List every line of the rows below that contains the word "white". Case counts.

RAW DATA:
________________________
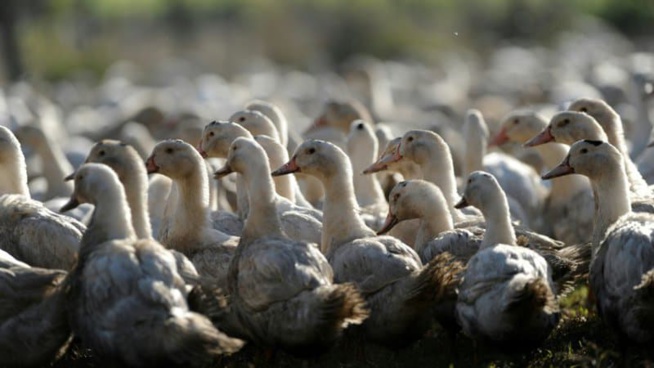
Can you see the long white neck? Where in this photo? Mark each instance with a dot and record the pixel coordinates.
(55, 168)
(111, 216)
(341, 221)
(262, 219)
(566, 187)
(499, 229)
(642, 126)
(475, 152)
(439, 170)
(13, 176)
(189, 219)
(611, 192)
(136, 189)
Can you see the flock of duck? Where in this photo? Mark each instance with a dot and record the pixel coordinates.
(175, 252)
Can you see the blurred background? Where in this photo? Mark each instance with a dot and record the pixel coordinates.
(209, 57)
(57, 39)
________________________
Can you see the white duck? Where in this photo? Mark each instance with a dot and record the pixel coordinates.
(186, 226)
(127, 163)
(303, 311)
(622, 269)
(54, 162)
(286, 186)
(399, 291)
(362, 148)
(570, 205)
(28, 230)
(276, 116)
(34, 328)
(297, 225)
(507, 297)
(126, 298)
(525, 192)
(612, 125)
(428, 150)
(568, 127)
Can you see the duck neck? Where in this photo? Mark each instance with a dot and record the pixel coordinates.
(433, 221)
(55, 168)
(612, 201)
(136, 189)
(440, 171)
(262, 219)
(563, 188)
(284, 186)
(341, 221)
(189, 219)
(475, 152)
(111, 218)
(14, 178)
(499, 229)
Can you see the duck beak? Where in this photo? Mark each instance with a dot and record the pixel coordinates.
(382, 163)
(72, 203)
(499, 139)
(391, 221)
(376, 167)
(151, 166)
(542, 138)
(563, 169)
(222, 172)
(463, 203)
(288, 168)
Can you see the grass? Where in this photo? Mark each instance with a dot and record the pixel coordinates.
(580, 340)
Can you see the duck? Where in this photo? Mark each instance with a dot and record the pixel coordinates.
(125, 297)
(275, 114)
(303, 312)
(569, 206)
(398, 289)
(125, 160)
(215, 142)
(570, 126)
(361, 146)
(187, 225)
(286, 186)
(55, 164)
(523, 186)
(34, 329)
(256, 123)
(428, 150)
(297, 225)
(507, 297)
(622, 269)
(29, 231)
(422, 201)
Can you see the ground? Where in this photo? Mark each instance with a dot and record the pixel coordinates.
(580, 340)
________________________
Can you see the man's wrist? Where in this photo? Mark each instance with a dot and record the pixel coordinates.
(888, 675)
________________________
SOLUTION:
Can you see the long white neck? Where in this photo? Mark each instance with a dot and record the pixel coordinates.
Can you see the white duck? Where in this photo? Mark each instance with a dot and record the pixel coordinates.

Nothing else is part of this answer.